Excerpted data:
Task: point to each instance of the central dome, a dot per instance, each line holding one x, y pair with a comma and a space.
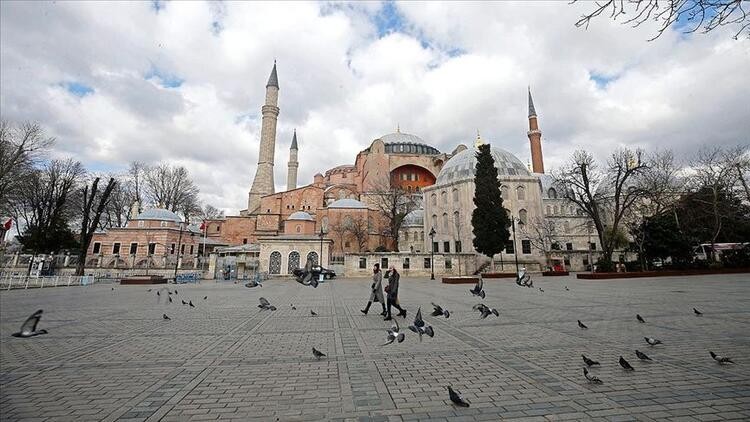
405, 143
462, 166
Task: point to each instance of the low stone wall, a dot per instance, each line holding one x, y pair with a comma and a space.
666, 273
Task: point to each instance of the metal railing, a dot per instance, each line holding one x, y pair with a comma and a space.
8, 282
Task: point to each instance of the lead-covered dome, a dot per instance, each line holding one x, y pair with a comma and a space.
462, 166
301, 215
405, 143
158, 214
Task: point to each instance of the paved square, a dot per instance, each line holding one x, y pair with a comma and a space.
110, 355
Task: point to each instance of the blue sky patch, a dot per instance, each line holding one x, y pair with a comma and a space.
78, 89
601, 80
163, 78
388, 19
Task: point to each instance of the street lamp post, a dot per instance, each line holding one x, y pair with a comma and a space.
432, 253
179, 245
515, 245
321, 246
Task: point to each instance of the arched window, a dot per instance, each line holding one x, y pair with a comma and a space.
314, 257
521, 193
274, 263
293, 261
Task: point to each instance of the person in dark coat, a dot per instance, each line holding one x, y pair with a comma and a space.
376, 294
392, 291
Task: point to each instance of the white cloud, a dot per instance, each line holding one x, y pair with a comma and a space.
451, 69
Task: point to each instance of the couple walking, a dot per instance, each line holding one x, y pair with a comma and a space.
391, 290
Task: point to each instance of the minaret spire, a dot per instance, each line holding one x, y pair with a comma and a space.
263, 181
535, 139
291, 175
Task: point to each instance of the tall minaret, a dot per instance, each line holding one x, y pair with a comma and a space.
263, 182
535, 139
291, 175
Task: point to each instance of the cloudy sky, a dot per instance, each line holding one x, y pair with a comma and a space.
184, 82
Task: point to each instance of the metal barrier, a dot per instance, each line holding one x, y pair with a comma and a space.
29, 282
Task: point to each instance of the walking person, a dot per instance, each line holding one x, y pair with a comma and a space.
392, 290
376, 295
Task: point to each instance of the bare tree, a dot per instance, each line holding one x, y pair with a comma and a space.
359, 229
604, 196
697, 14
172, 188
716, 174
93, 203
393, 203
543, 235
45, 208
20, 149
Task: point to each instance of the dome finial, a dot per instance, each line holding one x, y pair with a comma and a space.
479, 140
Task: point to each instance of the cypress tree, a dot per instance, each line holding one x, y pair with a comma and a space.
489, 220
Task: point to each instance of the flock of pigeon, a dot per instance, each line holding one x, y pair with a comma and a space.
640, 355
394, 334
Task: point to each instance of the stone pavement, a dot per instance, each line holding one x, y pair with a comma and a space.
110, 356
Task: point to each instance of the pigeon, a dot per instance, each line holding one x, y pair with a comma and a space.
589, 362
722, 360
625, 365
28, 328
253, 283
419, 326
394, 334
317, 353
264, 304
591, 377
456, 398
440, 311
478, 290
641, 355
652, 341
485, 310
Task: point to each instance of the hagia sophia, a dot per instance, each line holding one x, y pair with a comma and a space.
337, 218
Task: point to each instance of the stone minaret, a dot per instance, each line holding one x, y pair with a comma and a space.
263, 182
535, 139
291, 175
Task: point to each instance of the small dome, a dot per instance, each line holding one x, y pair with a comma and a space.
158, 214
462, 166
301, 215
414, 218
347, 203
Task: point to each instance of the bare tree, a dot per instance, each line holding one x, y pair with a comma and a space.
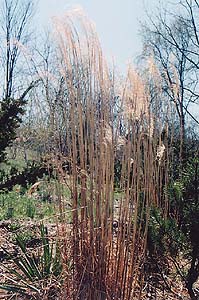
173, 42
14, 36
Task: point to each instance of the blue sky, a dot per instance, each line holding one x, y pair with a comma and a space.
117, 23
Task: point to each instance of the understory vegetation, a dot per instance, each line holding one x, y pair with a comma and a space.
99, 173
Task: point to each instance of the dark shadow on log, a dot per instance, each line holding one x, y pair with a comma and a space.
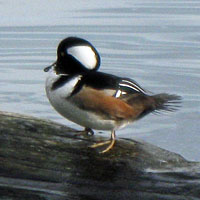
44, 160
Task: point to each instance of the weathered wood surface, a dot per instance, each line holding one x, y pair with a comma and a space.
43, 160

Problem: Starting with the top line, write out all the data above exactly; keep the pictures out.

Answer below:
Task: point to each instance of the central dome, a dot per instance, each line holding one x, y pair with a comma and a space.
405, 143
462, 166
Task: point to each instance of the low stone wall, a dot per instance, each line holding one x, y pair with a comma and a space.
666, 273
Task: point to each instance of the metal railing, a dot per instance, each line holding one x, y pair with a comma and a space.
8, 282
Task: point to each instance of the lead-covered dome, a dot per instance, each line holding one x, y pair with a comma and a space.
462, 166
301, 215
405, 143
158, 214
Task: point to each instance of the paved square, a dot per instance, each line holding one x, y pair with a comma and a space.
110, 355
Task: point to each instance of the blue sky patch, a dot per instance, each line holding one x, y pair with a comma and a space.
78, 89
601, 80
163, 78
388, 19
Task: point to each instance of the street lamp post, a dot per instance, each line holding one x, y pair with a comma and a space.
432, 253
179, 245
515, 245
321, 246
Task: point to each instance of the arched window, a dot per instance, each line holding one x, y pair with a comma and a space.
314, 257
521, 193
274, 263
293, 261
Task: point to each instance of the person in dark coat, a dot per instance, each line holding one x, y pair with a comma and a space.
376, 294
392, 291
Task: point to each instance of the white cloud, a dot per instance, each line holding one x, y pair with a comma and a space.
451, 69
Task: point to each instance of the couple walking, a dot per instance, each line holding one x, y pair with a comma and a space.
391, 290
Task: point to each instance of the minaret spire, a dot per instance, each line holding one x, y pair with a comma and a space.
263, 181
535, 139
291, 175
Task: point to each instance of the tall minaret, a dot per instance, each line holding one x, y pair with a comma and a space.
263, 182
535, 139
291, 175
Task: point to each instance of the cloudy sky, a dot per instance, each line holding one x, y pair with a comma and a space.
184, 82
Task: point to each instance of the metal barrier, a dot per instance, each line holding one x, y pair with a comma and a space.
29, 282
Task: point to each instance of the walking person, a dot per instance, each line holding one x, y pair with a comma and a space.
392, 290
376, 295
Task: point to each instance of the bare tree, a dot per instance, each line holding one x, y pair with a comma and a space.
359, 229
604, 196
697, 14
172, 188
716, 174
93, 203
393, 203
543, 235
45, 208
20, 149
Task: point to each instance of the dome finial, a dot per instance, each line holding one x, y pair with a comma and a space.
479, 140
Task: point to each instance of the cypress tree, a dot per instance, each line holding one x, y pair with a comma and a space.
489, 220
Task: point to each instance of the flock of pigeon, a dot per instance, each line holding one x, y pair with a comma and a space.
640, 355
394, 334
Task: point to each instance of the stone pavement, a dot per instance, each line holding one x, y pair with a comma and a space.
110, 356
Task: point to each instance of the pigeon, a dot per instance, each line holding one x, y pair with a comma and a space.
589, 362
722, 360
625, 365
28, 328
253, 283
419, 326
394, 334
317, 353
264, 304
591, 377
456, 398
440, 311
478, 290
641, 355
652, 341
485, 310
Task: point to each instance of the hagia sophia, a dot per instance, each line holding one x, y pair with a comma and a space.
337, 218
Task: point to each instance of the stone minaret, a dot per instance, each line holding one x, y pair with a comma and a space.
263, 182
535, 139
291, 175
Task: point to each instance of the small dome, a dot per instance, each line holding one x, y pair with a comma and a space.
158, 214
462, 166
301, 215
414, 218
347, 203
Task: point to each instance of the bare tree, a dot per instance, each line holding one x, y pair with a comma and a space.
173, 42
14, 36
Task: point to each instance of the blue sky, a dot per instance, each line holding one x, y pair with a comma and a space.
117, 23
Task: point to each instance of the understory vegetation, a dot per instance, each line holding one x, y pair with a comma and a space.
99, 173
Task: point to each instance of the dark shadow on log, a dot per instance, each line holding one x, y pair with a comma and a space.
44, 160
Task: point to each instance of the weathered wood surface, a dot per instance, each line holding one x, y pair with a comma and a space.
43, 160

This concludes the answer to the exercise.